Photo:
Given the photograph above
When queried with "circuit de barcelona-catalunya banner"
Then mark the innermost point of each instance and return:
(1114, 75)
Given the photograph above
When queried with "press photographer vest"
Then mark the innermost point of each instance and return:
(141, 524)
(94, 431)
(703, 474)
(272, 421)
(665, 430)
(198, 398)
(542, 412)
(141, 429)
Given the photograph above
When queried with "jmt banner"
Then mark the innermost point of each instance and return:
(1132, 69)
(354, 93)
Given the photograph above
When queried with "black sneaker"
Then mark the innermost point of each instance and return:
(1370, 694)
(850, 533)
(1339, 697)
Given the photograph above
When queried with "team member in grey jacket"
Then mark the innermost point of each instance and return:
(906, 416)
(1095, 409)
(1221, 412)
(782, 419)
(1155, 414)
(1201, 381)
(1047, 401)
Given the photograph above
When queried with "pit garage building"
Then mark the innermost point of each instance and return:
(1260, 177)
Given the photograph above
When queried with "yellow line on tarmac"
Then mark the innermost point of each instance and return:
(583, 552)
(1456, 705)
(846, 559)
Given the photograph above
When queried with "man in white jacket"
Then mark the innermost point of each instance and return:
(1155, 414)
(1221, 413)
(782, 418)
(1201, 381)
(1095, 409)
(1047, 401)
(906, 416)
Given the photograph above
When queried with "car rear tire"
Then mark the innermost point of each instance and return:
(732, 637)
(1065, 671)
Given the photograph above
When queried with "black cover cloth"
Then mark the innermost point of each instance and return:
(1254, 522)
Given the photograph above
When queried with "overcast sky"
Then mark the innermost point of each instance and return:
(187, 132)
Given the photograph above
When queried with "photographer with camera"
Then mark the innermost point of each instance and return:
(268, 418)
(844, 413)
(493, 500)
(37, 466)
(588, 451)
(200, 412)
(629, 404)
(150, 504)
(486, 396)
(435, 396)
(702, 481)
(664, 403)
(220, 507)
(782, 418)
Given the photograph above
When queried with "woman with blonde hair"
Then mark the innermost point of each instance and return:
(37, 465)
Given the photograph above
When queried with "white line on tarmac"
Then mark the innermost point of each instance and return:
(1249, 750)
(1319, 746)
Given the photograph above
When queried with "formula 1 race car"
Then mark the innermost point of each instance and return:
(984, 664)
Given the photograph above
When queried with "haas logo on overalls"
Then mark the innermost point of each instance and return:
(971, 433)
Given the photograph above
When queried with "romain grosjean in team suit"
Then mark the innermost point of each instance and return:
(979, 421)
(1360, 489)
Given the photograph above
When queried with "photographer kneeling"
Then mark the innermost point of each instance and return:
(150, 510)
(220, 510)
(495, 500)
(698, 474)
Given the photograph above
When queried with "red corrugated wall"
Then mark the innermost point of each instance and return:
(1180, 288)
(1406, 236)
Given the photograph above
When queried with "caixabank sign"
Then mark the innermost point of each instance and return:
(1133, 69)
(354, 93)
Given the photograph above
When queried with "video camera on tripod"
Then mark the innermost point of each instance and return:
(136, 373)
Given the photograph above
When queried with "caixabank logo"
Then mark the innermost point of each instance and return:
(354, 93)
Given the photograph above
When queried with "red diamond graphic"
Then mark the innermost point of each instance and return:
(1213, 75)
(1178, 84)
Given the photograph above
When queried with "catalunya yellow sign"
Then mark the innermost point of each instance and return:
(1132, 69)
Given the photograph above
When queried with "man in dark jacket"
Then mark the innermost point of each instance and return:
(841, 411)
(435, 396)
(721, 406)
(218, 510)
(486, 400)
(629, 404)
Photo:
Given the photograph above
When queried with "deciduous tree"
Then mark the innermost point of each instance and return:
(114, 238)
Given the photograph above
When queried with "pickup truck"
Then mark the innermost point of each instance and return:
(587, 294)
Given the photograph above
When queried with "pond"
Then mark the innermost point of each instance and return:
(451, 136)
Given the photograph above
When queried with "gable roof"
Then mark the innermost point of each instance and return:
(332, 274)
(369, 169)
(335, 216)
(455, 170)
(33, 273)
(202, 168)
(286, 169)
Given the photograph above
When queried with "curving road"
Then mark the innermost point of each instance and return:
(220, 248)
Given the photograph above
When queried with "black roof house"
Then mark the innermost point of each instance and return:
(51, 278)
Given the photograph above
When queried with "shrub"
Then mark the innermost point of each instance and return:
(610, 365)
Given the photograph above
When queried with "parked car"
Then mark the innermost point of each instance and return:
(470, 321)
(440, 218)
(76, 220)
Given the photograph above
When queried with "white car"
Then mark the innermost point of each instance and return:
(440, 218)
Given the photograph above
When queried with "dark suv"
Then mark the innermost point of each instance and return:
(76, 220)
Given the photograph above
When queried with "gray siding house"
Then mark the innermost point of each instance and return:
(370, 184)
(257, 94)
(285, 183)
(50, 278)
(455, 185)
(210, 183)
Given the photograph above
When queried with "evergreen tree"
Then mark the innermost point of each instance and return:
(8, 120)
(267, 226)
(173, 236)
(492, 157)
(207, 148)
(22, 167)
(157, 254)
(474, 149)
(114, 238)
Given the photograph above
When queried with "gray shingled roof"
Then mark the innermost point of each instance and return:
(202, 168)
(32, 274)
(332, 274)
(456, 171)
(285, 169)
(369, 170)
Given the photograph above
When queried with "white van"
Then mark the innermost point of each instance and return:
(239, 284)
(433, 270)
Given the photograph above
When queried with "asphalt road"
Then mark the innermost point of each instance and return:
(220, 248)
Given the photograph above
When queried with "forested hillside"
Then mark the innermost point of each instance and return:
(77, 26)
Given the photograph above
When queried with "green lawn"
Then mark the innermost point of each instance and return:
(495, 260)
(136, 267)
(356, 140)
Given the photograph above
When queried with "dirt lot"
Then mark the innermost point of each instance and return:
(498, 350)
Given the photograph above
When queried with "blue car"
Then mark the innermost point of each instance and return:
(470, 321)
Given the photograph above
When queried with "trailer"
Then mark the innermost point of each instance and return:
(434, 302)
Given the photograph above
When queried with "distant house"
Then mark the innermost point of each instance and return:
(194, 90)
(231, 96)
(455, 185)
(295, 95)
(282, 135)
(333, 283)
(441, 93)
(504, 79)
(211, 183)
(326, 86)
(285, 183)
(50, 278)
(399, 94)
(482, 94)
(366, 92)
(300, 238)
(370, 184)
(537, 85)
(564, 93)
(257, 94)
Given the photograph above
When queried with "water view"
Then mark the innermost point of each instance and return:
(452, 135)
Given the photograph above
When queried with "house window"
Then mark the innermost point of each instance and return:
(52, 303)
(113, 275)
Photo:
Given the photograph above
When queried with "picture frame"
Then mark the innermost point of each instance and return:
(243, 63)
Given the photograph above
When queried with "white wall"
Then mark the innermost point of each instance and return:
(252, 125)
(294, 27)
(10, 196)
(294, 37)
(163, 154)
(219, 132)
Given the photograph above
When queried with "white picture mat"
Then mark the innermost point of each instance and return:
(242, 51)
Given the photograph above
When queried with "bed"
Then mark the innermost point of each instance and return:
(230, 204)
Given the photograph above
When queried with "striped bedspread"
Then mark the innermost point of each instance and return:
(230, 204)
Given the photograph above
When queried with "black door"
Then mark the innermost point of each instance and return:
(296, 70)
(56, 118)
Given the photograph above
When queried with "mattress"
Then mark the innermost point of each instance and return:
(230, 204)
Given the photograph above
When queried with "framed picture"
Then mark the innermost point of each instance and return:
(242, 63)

• • • •

§ **About this task**: Output every entry shown above, exactly.

§ **Task output**:
Photo:
Given the photograph above
When queried with "circuit de barcelona-catalunya banner"
Then mark the innermost point of each instance and return:
(1114, 75)
Given the photograph above
When queried with "press photographer vest"
Then mark the innermost point of each instance and return:
(141, 524)
(94, 431)
(703, 474)
(272, 421)
(665, 430)
(198, 398)
(542, 412)
(141, 429)
Given the photograph above
When queried with "jmt banner"
Then mark the innermost point of each instance and return:
(1132, 69)
(354, 93)
Given the photograph above
When queried with "black sneaker"
Then mark the innermost point of each instance and return:
(1370, 694)
(850, 533)
(1339, 697)
Given the photograph above
When queried with "team member in grey jacket"
Then mark the innermost point of each instance and return:
(906, 416)
(1095, 409)
(1221, 412)
(782, 419)
(1155, 414)
(1201, 381)
(1047, 401)
Given the photograph above
When queried with "pit garage building"
Then mark the innermost point of each instance and return:
(1260, 177)
Given the photograph above
When queried with "yellow line on tarmac"
Then mark the innermost point of each instance and return:
(583, 552)
(1456, 705)
(846, 559)
Given the photograph above
When queried with "man in white jacket"
Then mark the innermost point of each instance and return:
(1155, 414)
(1221, 413)
(782, 418)
(1201, 381)
(1095, 409)
(1047, 401)
(906, 416)
Given the photograph above
When queried with "car rear tire"
Then mark the innermost point of each instance and return:
(732, 637)
(1065, 671)
Given the photograph above
When queried with "black cover cloth"
Then mark the innermost point of each instance and return:
(1254, 522)
Given the photograph above
When queried with "overcast sky"
Then mark the innermost point of each instance and return:
(187, 132)
Given the photograph above
When queried with "photographer with camera"
Then mark the innermost point of each instance and return:
(268, 418)
(844, 413)
(493, 500)
(37, 466)
(588, 451)
(200, 412)
(629, 404)
(150, 504)
(486, 396)
(435, 396)
(702, 481)
(664, 403)
(220, 507)
(782, 418)
Given the photograph above
When queried with "woman with blonde hair"
Then mark the innermost point of each instance and return:
(37, 465)
Given the photograph above
When queried with "white line on tarmac"
Then mark the innermost point of each instance and return:
(1249, 750)
(1319, 746)
Given the photograph above
When queried with "formula 1 race car"
Then mark the innermost point of each instance and return:
(984, 664)
Given the photograph above
When queried with "haas logo on overalls"
Then mark the innermost point of each instance and return:
(971, 433)
Given the photograph above
When queried with "romain grosjean in team suit"
Then mark the innermost point of each instance and return:
(979, 421)
(1360, 489)
Given the photograph above
When queried with "photographer kneeling"
Then mark the innermost point of each instance and return:
(150, 510)
(220, 510)
(495, 500)
(698, 474)
Given the photograph above
When queried with "red corrugated wall"
Then mark the innermost point of each instance and return:
(1180, 288)
(1406, 236)
Given the photograph above
When queried with "caixabank sign"
Then mark the innermost point of each instance and return:
(1133, 69)
(354, 93)
Given the photograph above
When queried with "video camera on tripod"
Then mark the innermost point of each instance and return:
(136, 373)
Given the photograph above
When queried with "caixabank logo"
Then mark the innermost point of each instance and return:
(354, 93)
Given the photograph above
When queried with "red diamond graphic"
Then mark the innermost point of each instance and return:
(1213, 75)
(1178, 84)
Given the photograph above
When queried with "catalunya yellow sign"
Then mark the innermost point of each instance and return:
(1132, 69)
Given the photograph above
When queried with "man in dark jacket"
Then mark the innermost point of each instance and return:
(841, 411)
(435, 396)
(721, 406)
(218, 510)
(486, 400)
(629, 404)
Photo:
Given the photograph above
When queried with "deciduous tree"
Then mark the innermost point of each instance and return:
(114, 238)
Given the photograph above
When queried with "pickup truck"
Then mark the innermost point of each instance and return:
(587, 294)
Given the photograph above
When queried with "pond"
Then mark the innermost point of each instance and return:
(451, 136)
Given the photograph above
When queried with "gable roof"
Then mark the innermost point of each instance and return:
(332, 274)
(369, 169)
(335, 216)
(455, 170)
(33, 273)
(202, 168)
(286, 169)
Given the photograph above
When queried with "curving road"
Then mark the innermost point of each instance and return:
(220, 248)
Given the photograph above
When queried with "black roof house"
Then mark the innermost point of each instance and return:
(51, 278)
Given the photograph above
When queried with "shrub"
Then mark the innermost point of each instance and return:
(610, 365)
Given the photograph above
When queried with "parked car"
Then mark the innermost point of each instance and return:
(470, 321)
(440, 218)
(76, 220)
Given the photograph above
When queried with "white car"
Then mark the innermost point of each instance and return:
(440, 218)
Given the photograph above
When queried with "dark suv"
Then mark the innermost point of each instance and return:
(76, 220)
Given the photograph above
When queried with "gray siding house"
Then mark the innermost point of each instance and return:
(370, 184)
(257, 94)
(285, 183)
(50, 278)
(455, 185)
(210, 183)
Given the photograph above
When queried with "evergreen tree"
Then mark the innermost point of each instance and return:
(8, 120)
(267, 226)
(173, 236)
(492, 157)
(207, 148)
(22, 167)
(157, 254)
(474, 149)
(114, 238)
Given the photograph above
When queried with "gray shingled roof"
Then mark the innermost point of each instance and return:
(202, 168)
(32, 274)
(332, 274)
(456, 171)
(285, 169)
(369, 170)
Given the photograph above
When queried with "white van"
Then mark the innermost point of each instance and return:
(239, 284)
(433, 270)
Given the photograph above
When queried with "asphalt road"
Then mark the innermost point of each instance and return:
(220, 248)
Given the photograph above
When queried with "forested hillside"
Then mark the innermost point of each instance and return:
(77, 26)
Given the photograph above
When queried with "green lawn"
Then mark the innermost point of each instance and return:
(495, 260)
(136, 267)
(356, 140)
Given the photograph above
When queried with "dirt lot"
Then mark the innermost point of each instance and return:
(498, 350)
Given the photograph above
When queried with "blue car"
Then mark the innermost point of each instance and return:
(470, 321)
Given the photograph above
When queried with "trailer"
Then mark the innermost point of each instance and return:
(434, 302)
Given the photograph above
When queried with "distant house"
Then mark the innermost point of each instance and return:
(194, 90)
(231, 96)
(455, 185)
(295, 95)
(282, 135)
(333, 283)
(441, 93)
(504, 79)
(211, 183)
(326, 86)
(285, 183)
(50, 278)
(399, 94)
(482, 94)
(366, 92)
(300, 238)
(370, 184)
(537, 85)
(564, 93)
(257, 94)
Given the photograph above
When queried with "water view"
Then mark the innermost point of each instance and return:
(452, 135)
Given the photograph above
When queried with "house window"
Then mark the innermost point of each instance and return:
(52, 303)
(113, 275)
Photo:
Given the photograph above
When queried with "picture frame"
Then mark the innermost point of each instance and return:
(243, 63)
Given the photograph above
When queried with "white wall"
Then mark the innermost point of each instance and return:
(252, 125)
(294, 27)
(10, 196)
(294, 37)
(163, 154)
(219, 132)
Given the photograph above
When queried with "white picture mat"
Then mark the innermost point of each instance and return:
(242, 51)
Given the photograph above
When queried with "bed"
Then mark the innermost point of each instance and return:
(230, 204)
Given the photograph above
When queried with "striped bedspread"
Then mark the innermost point of each instance and return:
(230, 204)
Given the photograph above
When queried with "black door"
Then mark the innermost point of each instance and return:
(296, 70)
(56, 118)
Given the photograph above
When queried with "mattress"
Then mark the innermost point of each instance and return:
(230, 204)
Given the photograph above
When queried with "framed picture"
Then mark the innermost point of each instance and return:
(242, 63)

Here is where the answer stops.